WHAT YOU NEED TO DO: Transcribe the records word for word. Leave every picture out.

THE RECORDS:
*****

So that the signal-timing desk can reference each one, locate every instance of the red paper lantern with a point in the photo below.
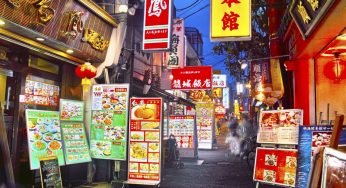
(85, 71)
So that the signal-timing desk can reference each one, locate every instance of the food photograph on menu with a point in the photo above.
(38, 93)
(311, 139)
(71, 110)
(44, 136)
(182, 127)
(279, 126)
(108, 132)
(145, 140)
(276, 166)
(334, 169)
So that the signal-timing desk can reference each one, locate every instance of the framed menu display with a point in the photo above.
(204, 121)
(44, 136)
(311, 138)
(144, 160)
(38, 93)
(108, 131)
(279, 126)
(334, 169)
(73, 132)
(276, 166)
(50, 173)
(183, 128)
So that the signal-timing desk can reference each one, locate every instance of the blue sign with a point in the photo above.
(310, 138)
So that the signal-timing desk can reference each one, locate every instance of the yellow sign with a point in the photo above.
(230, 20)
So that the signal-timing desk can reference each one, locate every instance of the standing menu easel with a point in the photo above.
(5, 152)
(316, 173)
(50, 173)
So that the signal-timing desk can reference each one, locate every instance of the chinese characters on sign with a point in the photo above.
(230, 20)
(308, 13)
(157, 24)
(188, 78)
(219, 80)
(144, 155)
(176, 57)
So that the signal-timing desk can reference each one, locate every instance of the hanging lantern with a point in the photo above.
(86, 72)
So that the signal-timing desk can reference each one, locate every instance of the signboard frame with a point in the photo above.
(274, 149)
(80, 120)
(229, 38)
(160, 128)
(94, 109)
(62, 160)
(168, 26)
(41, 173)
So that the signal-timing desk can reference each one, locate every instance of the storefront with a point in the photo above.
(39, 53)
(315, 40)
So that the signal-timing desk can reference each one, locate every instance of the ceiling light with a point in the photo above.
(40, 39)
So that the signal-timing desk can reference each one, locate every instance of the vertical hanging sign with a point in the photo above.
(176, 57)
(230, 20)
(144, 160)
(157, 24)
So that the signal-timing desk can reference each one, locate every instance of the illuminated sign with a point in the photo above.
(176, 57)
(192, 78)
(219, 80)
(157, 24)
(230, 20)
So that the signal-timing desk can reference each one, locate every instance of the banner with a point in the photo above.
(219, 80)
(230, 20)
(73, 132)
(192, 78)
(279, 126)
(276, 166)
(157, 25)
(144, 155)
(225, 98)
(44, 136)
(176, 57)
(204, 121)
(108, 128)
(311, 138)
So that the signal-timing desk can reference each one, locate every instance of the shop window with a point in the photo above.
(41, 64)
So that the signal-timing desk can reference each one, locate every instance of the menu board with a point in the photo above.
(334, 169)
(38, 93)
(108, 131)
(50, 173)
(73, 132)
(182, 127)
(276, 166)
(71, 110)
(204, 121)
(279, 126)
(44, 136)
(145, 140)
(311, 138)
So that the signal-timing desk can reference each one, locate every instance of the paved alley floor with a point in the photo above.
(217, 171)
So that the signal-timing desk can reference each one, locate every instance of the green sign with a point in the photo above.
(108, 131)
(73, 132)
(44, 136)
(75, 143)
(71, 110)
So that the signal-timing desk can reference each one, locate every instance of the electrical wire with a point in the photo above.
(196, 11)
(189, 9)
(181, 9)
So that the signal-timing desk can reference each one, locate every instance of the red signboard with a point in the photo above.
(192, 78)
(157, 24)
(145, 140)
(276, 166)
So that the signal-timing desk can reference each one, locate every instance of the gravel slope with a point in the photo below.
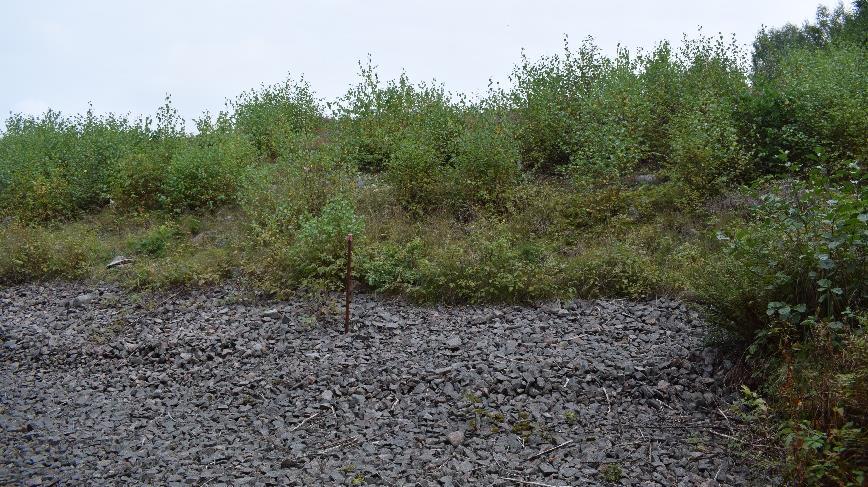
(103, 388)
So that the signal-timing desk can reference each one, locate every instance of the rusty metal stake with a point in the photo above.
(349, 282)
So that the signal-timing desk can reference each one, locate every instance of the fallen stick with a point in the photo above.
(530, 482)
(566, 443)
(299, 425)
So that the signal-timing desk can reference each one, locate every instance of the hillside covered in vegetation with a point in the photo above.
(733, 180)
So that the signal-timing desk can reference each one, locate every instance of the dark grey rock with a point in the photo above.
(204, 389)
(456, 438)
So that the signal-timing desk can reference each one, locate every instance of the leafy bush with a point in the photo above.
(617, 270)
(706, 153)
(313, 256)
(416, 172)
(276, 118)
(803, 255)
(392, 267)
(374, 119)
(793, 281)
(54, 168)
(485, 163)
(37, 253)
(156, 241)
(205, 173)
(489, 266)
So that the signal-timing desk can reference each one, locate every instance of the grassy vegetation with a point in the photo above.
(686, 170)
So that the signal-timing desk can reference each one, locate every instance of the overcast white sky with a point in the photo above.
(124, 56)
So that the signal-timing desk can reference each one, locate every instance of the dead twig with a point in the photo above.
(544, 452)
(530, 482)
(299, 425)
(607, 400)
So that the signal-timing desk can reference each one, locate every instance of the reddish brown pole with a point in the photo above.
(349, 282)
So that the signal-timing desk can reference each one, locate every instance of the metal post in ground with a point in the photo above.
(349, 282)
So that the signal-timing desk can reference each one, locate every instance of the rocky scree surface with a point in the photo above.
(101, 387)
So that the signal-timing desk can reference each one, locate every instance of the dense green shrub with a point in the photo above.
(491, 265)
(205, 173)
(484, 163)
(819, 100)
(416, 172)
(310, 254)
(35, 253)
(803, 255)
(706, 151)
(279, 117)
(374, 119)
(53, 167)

*****

THE COMPLETED TASK:
So that the signal-timing desk can reference each one, locate every instance of the red paper lantern with a point in the photo below.
(85, 71)
So that the signal-timing desk can reference each one, locate every instance of the food photograph on menu with a point in the photo above.
(38, 93)
(311, 139)
(71, 110)
(44, 136)
(182, 127)
(279, 126)
(108, 132)
(145, 140)
(276, 166)
(334, 169)
So that the signal-timing desk can reference each one, locate every instance of the framed menu display with a point in the photo above.
(204, 121)
(44, 136)
(311, 138)
(144, 160)
(38, 93)
(108, 131)
(279, 126)
(334, 169)
(73, 132)
(276, 166)
(50, 173)
(183, 128)
So that the signal-timing desk can reference each one, locate every instance of the blue sign with a point in the photo above.
(310, 138)
So that the signal-timing desk can reference each one, locate every instance of the yellow sign with a point in the photo above.
(230, 20)
So that the signal-timing desk can reference each one, locate every instance of the standing menu easel with a point in the photo above.
(5, 152)
(316, 173)
(50, 173)
So that the signal-timing desk can reference each one, locate every instance of the chinese characters on sign with a point in the photo above.
(230, 20)
(308, 13)
(157, 24)
(188, 78)
(219, 80)
(144, 155)
(176, 57)
So that the signal-timing desk can reference each one, locate every instance of the hanging lantern with a point in the photo above.
(86, 72)
So that the signal-timing desk can reference each one, locate every instance of the signboard frame with a point in the photo above.
(274, 149)
(80, 120)
(229, 38)
(160, 128)
(94, 109)
(62, 160)
(168, 26)
(41, 173)
So that the signal-timing desk can reference each one, locate every instance of the storefront with a point in the photo above.
(39, 53)
(315, 40)
So that the signal-timing desk can reference each one, locate every instance of the ceiling light with a point in the photo above.
(40, 39)
So that the signal-timing desk can reference each one, locate every instance of the vertical hanging sign with a point in the photo above.
(176, 57)
(230, 20)
(144, 160)
(157, 24)
So that the signal-timing desk can reference each one, locate every instance of the illuminated sign with a point in the photo above.
(176, 57)
(192, 78)
(219, 80)
(157, 24)
(230, 20)
So that the signal-timing desk can reference each one, locate every instance of the banner with a point in the photo above.
(219, 80)
(230, 20)
(73, 132)
(192, 78)
(279, 126)
(276, 166)
(157, 25)
(144, 155)
(225, 98)
(44, 136)
(176, 57)
(204, 121)
(108, 128)
(311, 138)
So that the signal-timing desk can reference each one, locate every instance of the shop window with a point in the photo above.
(41, 64)
So that the signal-timing desk can reference each one, locate every instance of the menu board with a point in the photo above.
(334, 169)
(38, 93)
(108, 131)
(50, 173)
(73, 132)
(182, 127)
(276, 166)
(71, 110)
(204, 121)
(279, 126)
(44, 136)
(145, 140)
(311, 138)
So that the signal-timing desk can reference each one, locate every instance of the paved alley floor with a point in the photo above.
(217, 171)
So that the signal-timing desk can reference each one, locate every instance of the green sign with a point in the photo above.
(108, 131)
(73, 132)
(44, 136)
(75, 143)
(71, 110)
So that the signal-timing desk can reference each one, locate every instance of the electrical wire with a point in the photo above.
(196, 11)
(189, 9)
(181, 9)
So that the signal-timing desk can reference each one, locate every instance of the red signboard with a point in the photo above.
(192, 78)
(157, 24)
(145, 140)
(276, 166)
So that the signal-timing desk can reference each one, locate every instance of the gravel slope with a point in the photo below.
(103, 388)
So that the signal-timing desk can reference each one, locate every instance of the rusty metal stake with a point in the photo above.
(349, 282)
So that the signal-timing desk can reference each one, locate every instance of the fallen stick with a point in the photo above.
(530, 482)
(566, 443)
(299, 425)
So that the signal-timing desk can reference each one, locate every instance of the hillside covered in vegetation with a point in the photo above.
(733, 180)
So that the signal-timing desk can reference each one, locate every instance of the dark grey rock with a point in the photo above.
(204, 389)
(456, 438)
So that the signal-timing desk can reference each one, locate every instance of the leafy bush with a point in the photo above.
(617, 270)
(706, 153)
(313, 256)
(416, 172)
(276, 118)
(803, 255)
(392, 267)
(374, 119)
(793, 281)
(54, 168)
(485, 163)
(37, 253)
(156, 241)
(205, 173)
(489, 266)
So that the signal-timing desk can reference each one, locate every instance of the grassy vegetation with a point in the photo above.
(686, 170)
So that the signal-timing desk can reference each one, locate every instance of the overcast white sky with a point in the photo above.
(124, 56)
So that the signal-timing desk can reference each one, locate every instance of the dead twig with a point in the photo above.
(544, 452)
(530, 482)
(299, 425)
(607, 400)
So that the signal-timing desk can reference each one, locate every instance of the reddish brown pole with a point in the photo above.
(349, 282)
So that the signal-timing desk can reference each one, locate every instance of the metal post in ground with a point in the photo above.
(349, 282)
So that the signal-timing desk can reference each one, locate every instance of the rocky scree surface with a point in the photo above.
(101, 387)
So that the signal-timing desk can reference each one, locate every instance of the dense green shrub with a point in the photo above.
(491, 265)
(205, 173)
(484, 163)
(819, 100)
(416, 172)
(310, 254)
(35, 253)
(803, 255)
(706, 151)
(279, 117)
(374, 119)
(53, 167)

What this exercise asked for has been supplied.